WHAT YOU SHOULD DO → For the entries below, the result should be an exact transcription of the lines from the one with "the man with" up to and including the one with "of the collared", and only those.

Start of SOURCE MATERIAL

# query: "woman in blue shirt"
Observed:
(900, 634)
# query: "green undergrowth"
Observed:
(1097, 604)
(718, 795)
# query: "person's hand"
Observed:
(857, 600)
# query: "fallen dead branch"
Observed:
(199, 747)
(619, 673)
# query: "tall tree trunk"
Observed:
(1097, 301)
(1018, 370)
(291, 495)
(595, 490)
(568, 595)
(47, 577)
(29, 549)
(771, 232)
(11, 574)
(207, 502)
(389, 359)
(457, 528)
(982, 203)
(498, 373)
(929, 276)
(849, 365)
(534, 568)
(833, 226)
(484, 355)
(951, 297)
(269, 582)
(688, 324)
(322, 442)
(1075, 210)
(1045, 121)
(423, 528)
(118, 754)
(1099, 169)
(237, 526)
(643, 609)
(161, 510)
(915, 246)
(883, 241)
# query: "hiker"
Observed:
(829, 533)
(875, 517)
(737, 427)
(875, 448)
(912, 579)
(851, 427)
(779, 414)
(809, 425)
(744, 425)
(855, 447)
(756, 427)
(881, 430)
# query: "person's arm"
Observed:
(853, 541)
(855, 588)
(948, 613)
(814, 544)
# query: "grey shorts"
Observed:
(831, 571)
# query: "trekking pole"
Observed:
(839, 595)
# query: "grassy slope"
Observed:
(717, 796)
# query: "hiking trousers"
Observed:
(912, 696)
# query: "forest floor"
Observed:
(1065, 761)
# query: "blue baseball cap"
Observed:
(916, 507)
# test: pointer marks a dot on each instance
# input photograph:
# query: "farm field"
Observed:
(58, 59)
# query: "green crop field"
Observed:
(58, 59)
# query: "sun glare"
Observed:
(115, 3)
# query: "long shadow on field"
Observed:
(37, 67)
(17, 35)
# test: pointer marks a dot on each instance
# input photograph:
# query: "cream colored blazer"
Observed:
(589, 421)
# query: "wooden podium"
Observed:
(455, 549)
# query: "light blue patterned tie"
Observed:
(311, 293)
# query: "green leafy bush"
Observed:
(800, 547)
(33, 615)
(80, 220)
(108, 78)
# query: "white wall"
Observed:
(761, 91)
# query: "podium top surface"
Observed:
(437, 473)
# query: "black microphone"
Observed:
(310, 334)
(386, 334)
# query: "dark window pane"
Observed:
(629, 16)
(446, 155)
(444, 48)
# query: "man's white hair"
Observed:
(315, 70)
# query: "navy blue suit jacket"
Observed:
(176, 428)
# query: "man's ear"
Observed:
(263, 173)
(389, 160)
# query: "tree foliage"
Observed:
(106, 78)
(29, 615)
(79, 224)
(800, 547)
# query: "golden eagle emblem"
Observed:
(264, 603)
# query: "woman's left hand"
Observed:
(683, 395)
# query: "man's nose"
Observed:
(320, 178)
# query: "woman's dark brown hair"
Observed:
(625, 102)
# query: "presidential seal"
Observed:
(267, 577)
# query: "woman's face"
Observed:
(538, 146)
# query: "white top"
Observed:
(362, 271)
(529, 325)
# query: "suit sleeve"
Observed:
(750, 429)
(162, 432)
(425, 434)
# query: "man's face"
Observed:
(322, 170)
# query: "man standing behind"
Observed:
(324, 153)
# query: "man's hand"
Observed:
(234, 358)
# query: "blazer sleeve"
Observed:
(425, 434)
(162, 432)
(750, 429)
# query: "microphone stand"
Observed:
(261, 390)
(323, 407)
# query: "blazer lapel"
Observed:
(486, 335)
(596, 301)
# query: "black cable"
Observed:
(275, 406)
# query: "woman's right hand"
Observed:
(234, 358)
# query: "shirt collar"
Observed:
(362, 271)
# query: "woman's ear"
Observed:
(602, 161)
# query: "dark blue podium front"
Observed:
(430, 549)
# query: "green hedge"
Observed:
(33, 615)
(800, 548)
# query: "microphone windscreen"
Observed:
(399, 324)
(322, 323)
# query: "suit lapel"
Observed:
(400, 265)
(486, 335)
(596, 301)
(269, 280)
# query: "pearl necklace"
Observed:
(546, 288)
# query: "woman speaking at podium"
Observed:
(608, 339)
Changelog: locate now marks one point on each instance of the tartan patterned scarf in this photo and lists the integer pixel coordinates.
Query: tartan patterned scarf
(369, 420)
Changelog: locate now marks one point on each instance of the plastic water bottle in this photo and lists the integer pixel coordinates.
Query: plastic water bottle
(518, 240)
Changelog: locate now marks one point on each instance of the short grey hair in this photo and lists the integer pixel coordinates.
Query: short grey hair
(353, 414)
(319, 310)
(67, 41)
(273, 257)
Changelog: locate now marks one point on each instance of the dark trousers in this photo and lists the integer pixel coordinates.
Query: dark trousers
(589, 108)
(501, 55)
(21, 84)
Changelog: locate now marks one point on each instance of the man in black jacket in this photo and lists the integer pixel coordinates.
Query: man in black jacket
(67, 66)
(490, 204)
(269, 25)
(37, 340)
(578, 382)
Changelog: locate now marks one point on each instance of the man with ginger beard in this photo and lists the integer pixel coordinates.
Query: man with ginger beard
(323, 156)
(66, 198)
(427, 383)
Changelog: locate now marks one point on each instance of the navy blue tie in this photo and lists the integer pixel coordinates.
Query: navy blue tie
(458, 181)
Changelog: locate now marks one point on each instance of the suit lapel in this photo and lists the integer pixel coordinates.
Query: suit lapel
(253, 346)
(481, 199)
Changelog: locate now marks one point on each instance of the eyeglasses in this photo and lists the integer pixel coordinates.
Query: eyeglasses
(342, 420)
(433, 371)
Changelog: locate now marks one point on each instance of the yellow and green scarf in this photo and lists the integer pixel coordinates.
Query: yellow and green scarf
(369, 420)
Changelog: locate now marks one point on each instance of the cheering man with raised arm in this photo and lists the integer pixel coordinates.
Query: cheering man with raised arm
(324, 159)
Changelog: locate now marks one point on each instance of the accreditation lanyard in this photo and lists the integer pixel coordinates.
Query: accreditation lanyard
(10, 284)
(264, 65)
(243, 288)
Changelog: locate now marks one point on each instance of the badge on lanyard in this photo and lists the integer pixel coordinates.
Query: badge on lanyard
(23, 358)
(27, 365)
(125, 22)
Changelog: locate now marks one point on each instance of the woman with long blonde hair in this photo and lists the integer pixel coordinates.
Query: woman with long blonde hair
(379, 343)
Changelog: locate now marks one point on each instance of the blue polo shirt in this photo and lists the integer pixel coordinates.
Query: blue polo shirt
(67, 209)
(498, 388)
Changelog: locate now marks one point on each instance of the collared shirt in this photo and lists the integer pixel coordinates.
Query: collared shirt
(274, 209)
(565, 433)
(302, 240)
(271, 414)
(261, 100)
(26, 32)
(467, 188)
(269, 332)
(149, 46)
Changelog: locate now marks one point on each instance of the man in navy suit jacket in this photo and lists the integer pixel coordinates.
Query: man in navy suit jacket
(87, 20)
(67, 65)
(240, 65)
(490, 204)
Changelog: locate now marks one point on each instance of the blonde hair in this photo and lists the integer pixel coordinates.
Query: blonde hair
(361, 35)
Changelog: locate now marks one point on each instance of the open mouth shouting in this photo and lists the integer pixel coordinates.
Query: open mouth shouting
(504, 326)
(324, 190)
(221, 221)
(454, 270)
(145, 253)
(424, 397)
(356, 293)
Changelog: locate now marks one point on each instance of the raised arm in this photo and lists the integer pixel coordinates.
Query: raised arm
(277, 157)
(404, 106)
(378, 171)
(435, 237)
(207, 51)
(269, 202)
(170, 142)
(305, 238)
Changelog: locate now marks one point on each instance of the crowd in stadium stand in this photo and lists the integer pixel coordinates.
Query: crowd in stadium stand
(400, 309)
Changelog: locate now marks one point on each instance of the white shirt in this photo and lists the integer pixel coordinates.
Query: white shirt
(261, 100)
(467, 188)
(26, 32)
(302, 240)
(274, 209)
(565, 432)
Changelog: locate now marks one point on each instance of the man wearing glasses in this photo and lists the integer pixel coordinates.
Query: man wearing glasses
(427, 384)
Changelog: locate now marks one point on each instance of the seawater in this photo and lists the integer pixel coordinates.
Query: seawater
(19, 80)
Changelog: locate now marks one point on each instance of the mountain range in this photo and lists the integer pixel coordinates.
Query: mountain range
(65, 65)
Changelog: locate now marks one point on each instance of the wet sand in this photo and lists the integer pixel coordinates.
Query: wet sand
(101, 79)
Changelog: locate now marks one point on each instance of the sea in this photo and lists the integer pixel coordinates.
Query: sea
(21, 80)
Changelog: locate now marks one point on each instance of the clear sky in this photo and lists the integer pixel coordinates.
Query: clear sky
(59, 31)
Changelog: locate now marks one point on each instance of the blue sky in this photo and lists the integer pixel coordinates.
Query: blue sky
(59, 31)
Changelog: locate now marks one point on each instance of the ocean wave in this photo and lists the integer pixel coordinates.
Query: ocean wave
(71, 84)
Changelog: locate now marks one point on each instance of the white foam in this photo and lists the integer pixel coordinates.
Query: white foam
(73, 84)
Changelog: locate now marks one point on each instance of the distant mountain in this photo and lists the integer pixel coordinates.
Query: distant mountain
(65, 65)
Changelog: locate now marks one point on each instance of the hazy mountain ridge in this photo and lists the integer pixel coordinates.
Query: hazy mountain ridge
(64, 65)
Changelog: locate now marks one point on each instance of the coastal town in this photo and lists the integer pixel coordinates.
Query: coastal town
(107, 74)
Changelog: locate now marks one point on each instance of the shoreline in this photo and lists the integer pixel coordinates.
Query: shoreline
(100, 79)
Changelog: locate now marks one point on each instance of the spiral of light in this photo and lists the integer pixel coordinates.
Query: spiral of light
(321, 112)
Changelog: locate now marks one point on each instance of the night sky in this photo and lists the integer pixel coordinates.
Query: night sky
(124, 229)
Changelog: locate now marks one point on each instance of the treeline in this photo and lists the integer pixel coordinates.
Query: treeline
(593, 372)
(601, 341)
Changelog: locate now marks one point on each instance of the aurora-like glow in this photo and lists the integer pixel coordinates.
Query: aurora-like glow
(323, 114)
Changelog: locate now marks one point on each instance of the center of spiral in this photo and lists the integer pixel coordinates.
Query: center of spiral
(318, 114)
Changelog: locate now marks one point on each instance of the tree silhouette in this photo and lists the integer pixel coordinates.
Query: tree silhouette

End of SOURCE MATERIAL

SOLUTION BELOW →
Changelog: locate now marks one point on each instance of the man with ginger beard in this photo and lists the integer pixel coordinates.
Query: man with ginger beard
(323, 156)
(66, 198)
(427, 383)
Changelog: locate now marks one point on each instance of the navy blue tie in this photo and lists the integer pixel coordinates.
Query: navy blue tie
(458, 181)
Changelog: locate now marks one point on each instance of the suit lapel in this photo and lists the integer pixel coordinates.
Query: suit lapel
(253, 346)
(481, 199)
Changelog: locate now marks one point on each instance of the eyeglasses in this photo and lists the integer pixel coordinates.
Query: eyeglasses
(342, 420)
(433, 371)
Changelog: locate now marks one point on each instance of the yellow and green scarf in this photo and lists the integer pixel coordinates.
Query: yellow and green scarf
(369, 420)
Changelog: locate now marks one point on each instance of the cheering man with raised arm in this photo and lists the integer pixel coordinates.
Query: cheering man with raised arm
(324, 159)
Changelog: locate now marks one point on each instance of the accreditation lanyard in this photo and lists the integer pixel coordinates.
Query: accreditation lanyard
(10, 284)
(264, 65)
(243, 288)
Changelog: locate now marks one point on each instance of the badge on lanyard in this photo and lists the integer pixel coordinates.
Query: badge on lanyard
(23, 358)
(27, 365)
(125, 22)
Changelog: locate now marks one point on each instance of the woman with long blonde hair in this photo and lists the integer pixel coordinates.
Query: woman with long blonde hair
(379, 343)
Changelog: locate now marks one point on each instance of the blue polo shirt in this photo and lists the integer pixel coordinates.
Query: blue polo shirt
(67, 209)
(498, 388)
Changelog: locate now marks one point on each instance of the collared shirt in this photo and lists the integer pixel coordinates.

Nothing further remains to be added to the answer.